Examine every line of the listing below. Count those containing "chair" and state only the result.
** Opening Data supplied block **
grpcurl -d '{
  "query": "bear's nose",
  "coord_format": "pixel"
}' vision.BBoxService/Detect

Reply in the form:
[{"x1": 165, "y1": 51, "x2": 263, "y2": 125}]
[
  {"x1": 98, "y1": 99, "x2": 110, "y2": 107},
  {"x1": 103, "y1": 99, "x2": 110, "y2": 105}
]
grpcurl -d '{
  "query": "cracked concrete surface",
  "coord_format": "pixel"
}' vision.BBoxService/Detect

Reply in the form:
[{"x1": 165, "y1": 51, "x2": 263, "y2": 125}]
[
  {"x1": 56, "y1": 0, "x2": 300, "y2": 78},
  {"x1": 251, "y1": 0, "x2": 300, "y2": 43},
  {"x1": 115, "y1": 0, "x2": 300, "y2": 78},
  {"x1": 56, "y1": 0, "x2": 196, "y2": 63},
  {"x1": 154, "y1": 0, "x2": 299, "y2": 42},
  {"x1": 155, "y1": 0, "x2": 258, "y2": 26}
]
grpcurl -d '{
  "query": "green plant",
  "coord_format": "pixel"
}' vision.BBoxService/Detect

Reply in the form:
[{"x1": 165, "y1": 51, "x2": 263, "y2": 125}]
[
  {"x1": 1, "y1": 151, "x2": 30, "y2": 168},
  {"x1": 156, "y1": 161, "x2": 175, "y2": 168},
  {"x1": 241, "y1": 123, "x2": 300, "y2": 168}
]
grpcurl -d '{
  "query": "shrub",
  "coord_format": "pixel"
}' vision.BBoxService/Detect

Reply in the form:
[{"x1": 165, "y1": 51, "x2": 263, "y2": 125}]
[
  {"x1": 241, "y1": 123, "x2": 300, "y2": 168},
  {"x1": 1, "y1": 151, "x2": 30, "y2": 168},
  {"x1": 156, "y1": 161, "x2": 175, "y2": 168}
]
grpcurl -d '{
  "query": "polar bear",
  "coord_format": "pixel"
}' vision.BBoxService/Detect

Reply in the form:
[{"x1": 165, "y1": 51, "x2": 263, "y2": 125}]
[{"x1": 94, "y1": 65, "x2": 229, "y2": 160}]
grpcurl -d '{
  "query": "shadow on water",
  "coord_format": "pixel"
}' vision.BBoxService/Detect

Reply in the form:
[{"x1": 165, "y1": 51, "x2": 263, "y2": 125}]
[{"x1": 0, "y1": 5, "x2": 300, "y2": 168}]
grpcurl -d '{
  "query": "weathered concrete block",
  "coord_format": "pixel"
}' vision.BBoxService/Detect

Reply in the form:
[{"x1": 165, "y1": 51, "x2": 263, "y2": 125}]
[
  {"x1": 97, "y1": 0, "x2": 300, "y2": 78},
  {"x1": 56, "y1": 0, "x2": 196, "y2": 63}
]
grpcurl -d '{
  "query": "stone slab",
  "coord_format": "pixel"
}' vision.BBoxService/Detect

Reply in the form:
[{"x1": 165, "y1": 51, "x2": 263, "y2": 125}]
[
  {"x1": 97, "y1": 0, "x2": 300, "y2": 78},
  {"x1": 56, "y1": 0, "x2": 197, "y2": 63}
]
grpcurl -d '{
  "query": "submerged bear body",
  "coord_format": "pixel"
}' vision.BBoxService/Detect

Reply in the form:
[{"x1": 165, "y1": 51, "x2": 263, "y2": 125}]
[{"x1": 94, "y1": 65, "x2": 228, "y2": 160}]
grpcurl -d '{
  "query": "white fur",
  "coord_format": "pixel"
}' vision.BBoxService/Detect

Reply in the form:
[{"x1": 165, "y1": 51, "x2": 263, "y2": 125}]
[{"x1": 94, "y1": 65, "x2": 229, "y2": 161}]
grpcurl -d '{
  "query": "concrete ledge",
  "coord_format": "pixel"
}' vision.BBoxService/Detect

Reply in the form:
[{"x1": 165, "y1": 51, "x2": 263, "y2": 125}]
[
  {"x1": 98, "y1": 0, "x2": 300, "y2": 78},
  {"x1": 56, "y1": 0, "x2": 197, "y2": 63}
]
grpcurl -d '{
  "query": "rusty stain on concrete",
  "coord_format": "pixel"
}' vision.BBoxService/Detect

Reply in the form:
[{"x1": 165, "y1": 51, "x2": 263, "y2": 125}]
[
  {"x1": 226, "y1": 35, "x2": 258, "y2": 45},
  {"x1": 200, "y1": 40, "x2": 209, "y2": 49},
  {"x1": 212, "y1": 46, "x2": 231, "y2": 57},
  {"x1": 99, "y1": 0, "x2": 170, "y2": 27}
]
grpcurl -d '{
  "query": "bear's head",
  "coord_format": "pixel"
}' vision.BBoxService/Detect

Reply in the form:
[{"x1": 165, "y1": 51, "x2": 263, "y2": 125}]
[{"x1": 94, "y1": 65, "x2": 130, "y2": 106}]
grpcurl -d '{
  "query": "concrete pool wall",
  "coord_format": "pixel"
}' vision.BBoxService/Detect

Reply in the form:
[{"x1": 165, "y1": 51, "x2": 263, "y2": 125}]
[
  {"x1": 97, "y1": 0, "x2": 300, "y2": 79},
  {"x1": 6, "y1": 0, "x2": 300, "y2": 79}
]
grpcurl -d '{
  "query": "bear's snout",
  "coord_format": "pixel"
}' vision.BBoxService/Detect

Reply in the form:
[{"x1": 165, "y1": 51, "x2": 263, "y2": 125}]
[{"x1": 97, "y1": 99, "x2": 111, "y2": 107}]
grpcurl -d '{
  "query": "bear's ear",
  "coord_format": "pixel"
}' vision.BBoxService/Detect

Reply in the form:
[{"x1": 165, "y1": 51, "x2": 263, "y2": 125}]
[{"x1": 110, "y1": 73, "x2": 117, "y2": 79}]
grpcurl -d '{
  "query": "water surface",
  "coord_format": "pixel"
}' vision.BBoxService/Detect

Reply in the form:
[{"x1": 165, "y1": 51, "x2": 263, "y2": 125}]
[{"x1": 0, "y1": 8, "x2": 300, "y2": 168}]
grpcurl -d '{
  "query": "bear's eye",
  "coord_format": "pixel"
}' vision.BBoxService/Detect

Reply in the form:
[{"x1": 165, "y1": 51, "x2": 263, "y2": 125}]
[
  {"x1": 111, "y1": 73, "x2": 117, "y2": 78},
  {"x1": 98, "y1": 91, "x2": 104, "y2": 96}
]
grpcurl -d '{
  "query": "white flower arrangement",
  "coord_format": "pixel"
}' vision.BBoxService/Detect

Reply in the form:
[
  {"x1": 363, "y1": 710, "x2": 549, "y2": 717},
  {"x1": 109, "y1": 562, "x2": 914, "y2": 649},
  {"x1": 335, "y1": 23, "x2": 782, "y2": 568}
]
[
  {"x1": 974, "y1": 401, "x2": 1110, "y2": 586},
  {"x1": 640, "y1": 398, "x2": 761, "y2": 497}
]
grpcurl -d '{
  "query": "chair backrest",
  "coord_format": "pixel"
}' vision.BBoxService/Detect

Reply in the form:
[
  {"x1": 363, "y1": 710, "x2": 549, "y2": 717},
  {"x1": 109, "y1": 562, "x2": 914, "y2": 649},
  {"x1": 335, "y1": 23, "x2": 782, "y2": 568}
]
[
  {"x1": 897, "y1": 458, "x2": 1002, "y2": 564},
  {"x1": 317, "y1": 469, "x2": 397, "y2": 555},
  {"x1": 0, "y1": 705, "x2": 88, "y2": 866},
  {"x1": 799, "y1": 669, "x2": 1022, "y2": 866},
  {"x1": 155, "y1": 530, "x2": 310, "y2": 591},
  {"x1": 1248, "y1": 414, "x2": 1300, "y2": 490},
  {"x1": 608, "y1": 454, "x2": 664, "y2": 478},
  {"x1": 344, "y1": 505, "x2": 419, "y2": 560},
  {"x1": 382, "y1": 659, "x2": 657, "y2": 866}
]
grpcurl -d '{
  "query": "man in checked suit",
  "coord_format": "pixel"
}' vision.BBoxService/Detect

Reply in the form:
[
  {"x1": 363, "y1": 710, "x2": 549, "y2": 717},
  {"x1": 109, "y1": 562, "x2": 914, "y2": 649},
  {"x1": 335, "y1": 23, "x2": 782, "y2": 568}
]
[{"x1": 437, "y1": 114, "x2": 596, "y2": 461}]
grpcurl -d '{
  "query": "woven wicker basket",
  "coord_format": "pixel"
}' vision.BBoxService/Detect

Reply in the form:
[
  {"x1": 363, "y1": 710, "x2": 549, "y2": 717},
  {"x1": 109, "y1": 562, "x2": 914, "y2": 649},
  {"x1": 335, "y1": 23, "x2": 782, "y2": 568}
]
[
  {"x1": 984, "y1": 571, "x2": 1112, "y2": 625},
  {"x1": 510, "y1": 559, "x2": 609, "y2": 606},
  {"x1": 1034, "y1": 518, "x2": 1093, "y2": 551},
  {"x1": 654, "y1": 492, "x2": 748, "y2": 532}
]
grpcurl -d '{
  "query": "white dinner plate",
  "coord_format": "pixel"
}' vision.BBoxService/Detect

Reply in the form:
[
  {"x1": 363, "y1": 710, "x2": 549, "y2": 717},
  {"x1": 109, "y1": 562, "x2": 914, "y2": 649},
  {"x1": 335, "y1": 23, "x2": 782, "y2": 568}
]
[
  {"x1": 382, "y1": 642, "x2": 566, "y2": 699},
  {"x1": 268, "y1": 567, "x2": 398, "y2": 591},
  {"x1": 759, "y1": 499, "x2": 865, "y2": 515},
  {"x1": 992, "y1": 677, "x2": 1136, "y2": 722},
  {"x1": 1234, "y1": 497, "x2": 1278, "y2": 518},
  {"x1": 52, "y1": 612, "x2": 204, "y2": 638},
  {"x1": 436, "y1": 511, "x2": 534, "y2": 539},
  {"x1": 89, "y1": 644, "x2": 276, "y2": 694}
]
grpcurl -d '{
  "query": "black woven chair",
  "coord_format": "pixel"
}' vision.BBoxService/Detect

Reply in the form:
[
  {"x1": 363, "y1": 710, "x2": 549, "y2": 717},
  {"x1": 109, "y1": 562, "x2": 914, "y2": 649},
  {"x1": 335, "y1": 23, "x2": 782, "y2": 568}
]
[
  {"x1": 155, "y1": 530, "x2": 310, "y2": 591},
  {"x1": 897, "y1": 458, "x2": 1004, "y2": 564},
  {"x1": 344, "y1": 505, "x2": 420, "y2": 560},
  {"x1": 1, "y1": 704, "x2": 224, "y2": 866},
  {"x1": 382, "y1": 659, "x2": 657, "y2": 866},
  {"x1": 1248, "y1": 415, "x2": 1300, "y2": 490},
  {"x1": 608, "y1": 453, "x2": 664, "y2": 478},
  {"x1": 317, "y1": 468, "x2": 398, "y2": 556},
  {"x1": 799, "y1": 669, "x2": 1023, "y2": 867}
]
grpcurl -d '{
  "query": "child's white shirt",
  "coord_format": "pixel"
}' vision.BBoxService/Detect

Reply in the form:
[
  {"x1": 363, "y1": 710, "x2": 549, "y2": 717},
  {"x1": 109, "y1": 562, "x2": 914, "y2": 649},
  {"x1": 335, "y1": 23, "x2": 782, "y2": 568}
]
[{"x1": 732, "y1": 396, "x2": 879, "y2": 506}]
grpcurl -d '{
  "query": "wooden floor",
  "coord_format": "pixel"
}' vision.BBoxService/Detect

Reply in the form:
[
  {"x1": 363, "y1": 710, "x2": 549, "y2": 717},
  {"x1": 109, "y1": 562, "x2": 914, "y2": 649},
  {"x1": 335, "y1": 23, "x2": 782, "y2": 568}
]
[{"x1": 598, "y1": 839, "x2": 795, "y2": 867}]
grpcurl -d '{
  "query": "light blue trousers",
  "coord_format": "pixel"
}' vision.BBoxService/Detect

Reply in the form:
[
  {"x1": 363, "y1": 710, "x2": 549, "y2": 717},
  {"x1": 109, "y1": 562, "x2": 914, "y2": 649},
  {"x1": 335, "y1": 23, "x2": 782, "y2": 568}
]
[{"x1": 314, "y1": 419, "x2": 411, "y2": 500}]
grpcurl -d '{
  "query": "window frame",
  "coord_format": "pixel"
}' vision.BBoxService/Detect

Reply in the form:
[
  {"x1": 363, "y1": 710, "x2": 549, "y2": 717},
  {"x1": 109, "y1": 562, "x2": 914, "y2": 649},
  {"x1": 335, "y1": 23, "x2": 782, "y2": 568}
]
** Closing Data supplied block **
Finished exercise – 2